▶ [Work request]
Return nothing except the lines from the one that contains "[mark] the man's eyebrow" through the end of the material below, each exactly as given.

▶ [Given data]

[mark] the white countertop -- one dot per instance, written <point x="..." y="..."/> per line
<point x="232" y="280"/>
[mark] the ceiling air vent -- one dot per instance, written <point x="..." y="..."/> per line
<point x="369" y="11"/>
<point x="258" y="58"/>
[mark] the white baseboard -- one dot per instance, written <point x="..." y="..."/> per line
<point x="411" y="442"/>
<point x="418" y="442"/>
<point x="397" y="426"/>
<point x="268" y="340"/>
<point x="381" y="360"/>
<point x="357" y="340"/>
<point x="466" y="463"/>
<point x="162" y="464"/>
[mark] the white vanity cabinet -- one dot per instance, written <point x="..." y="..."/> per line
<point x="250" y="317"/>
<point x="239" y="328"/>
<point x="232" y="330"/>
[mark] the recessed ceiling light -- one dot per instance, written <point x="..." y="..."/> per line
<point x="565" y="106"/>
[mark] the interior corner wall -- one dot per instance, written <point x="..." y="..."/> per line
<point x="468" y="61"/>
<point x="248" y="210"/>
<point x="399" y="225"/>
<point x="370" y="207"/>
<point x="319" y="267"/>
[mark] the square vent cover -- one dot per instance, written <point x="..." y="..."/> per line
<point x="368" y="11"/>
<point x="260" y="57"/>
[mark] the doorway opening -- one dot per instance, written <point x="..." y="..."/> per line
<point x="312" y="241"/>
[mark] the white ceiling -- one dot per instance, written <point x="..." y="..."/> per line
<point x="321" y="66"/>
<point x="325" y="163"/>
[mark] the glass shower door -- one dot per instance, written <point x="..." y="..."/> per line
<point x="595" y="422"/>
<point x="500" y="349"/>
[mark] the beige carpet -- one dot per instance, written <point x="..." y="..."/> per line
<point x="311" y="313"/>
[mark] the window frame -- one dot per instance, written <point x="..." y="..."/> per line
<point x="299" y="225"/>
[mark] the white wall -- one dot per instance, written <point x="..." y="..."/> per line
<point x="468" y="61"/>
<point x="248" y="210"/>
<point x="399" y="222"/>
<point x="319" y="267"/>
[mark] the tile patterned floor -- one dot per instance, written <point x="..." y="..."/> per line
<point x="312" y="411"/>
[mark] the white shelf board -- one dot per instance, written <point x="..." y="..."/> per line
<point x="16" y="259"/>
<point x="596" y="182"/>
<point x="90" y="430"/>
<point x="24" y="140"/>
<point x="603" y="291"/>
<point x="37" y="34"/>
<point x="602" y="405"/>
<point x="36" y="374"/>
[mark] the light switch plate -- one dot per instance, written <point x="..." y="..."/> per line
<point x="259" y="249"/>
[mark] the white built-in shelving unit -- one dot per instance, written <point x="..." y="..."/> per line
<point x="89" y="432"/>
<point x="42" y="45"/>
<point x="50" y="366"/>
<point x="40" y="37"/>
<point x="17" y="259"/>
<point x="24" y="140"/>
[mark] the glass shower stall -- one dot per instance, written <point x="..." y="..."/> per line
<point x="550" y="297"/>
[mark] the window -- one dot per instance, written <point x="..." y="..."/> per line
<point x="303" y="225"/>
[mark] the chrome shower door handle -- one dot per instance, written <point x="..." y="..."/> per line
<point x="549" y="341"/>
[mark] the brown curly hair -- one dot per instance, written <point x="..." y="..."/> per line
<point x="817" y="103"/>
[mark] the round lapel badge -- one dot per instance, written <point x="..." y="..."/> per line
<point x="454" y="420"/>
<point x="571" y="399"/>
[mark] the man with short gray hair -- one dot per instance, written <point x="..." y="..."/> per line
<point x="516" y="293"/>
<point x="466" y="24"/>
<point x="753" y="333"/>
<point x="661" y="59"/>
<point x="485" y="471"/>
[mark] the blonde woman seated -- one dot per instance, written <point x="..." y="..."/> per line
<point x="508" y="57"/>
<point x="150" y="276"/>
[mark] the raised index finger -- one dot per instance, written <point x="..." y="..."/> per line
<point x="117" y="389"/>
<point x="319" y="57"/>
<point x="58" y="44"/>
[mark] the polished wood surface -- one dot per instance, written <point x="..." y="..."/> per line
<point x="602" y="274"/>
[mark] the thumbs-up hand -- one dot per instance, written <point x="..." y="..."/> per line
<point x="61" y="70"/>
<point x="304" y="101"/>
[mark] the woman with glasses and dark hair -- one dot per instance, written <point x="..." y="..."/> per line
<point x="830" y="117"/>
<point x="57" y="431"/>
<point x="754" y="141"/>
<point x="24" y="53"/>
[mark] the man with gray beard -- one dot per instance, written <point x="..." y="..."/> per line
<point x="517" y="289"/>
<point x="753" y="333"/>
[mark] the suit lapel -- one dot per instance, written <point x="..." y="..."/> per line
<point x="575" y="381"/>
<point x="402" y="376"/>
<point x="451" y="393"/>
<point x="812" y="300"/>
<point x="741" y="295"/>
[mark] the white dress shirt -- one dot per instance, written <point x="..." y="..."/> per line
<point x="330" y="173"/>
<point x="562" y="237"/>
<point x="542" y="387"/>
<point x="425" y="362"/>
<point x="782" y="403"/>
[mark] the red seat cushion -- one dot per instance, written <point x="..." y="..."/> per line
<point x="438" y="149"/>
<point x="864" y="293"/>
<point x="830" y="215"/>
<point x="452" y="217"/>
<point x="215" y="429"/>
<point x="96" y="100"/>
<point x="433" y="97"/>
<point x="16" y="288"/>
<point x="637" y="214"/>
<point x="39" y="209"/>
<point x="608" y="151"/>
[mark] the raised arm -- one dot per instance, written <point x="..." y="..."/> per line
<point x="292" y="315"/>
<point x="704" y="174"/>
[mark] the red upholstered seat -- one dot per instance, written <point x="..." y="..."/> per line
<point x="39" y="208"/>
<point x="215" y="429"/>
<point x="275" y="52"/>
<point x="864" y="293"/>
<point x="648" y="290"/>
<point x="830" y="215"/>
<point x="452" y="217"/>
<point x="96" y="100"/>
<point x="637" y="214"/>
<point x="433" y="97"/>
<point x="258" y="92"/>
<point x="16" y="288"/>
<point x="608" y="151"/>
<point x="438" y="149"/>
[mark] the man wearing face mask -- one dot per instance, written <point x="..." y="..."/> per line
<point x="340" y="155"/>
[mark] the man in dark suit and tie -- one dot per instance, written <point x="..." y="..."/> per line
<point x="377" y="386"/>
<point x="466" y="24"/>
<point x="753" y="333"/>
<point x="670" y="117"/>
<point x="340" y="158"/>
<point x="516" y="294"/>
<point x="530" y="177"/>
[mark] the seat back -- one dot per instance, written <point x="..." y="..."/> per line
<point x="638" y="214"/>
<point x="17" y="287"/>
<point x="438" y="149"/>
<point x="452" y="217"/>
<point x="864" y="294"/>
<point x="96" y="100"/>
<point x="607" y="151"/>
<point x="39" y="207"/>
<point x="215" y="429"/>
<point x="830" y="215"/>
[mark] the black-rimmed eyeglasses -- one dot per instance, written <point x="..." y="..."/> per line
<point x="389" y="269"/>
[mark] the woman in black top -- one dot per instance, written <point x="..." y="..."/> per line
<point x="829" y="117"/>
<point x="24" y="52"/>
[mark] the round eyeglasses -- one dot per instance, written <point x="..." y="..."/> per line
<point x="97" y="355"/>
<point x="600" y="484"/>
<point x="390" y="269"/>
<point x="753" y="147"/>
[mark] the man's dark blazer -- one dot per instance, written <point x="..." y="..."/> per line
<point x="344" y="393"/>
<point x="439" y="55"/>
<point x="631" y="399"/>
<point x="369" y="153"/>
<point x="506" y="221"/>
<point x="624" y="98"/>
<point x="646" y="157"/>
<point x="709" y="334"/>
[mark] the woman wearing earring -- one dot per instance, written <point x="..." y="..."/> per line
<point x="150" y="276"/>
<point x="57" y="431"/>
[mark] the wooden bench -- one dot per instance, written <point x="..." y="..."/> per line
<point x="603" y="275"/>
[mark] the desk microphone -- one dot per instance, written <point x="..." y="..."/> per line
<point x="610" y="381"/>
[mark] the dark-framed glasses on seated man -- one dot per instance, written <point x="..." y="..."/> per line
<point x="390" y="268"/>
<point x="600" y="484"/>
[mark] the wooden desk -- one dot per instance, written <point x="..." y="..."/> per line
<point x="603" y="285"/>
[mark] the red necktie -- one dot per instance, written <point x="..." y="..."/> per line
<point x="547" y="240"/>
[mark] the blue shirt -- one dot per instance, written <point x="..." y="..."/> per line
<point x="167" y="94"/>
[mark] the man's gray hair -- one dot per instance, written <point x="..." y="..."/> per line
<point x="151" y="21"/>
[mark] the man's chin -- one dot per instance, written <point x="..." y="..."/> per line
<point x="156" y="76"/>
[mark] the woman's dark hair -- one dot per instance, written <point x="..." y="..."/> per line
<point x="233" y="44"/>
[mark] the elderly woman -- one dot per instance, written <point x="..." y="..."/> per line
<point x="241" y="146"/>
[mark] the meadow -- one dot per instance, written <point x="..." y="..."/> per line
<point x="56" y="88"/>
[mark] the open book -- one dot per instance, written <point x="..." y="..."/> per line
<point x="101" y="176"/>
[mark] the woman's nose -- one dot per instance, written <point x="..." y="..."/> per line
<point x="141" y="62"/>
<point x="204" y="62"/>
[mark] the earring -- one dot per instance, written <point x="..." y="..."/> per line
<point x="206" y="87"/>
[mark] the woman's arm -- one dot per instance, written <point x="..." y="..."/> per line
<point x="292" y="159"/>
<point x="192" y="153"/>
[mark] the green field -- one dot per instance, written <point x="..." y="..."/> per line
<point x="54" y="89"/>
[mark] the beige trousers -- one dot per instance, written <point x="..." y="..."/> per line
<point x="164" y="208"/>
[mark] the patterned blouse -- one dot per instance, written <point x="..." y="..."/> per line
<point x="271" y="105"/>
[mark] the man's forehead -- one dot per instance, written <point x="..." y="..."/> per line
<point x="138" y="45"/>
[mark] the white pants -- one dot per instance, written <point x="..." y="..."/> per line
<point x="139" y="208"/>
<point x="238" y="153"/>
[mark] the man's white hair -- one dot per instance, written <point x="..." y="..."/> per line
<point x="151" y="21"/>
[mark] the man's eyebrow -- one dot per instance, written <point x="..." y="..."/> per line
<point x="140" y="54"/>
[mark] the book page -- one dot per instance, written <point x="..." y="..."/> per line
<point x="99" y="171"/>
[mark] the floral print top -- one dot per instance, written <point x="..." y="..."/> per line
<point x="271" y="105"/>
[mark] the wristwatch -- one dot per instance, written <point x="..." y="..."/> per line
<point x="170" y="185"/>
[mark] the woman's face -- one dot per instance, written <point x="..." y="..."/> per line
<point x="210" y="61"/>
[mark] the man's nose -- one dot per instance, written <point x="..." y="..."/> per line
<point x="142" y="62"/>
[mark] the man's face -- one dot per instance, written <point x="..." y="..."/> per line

▶ [Solution to this task]
[mark] the man's eyebrow -- one dot per instance, written <point x="..." y="..."/> per line
<point x="140" y="54"/>
[mark] the book page -- one dot per instance, written <point x="..." y="..."/> per line
<point x="99" y="171"/>
[mark] the floral print top -- one dot per instance, written <point x="..." y="..."/> per line
<point x="271" y="105"/>
[mark] the wristwatch -- one dot per instance, written <point x="..." y="..."/> per line
<point x="170" y="185"/>
[mark] the woman's face -- one dot per instance, written <point x="..." y="..."/> per line
<point x="210" y="61"/>
[mark] the man's nose -- one dot per instance, written <point x="..." y="..."/> per line
<point x="142" y="62"/>
[mark] the man's face -- one dot per instance, written <point x="..." y="..."/> per line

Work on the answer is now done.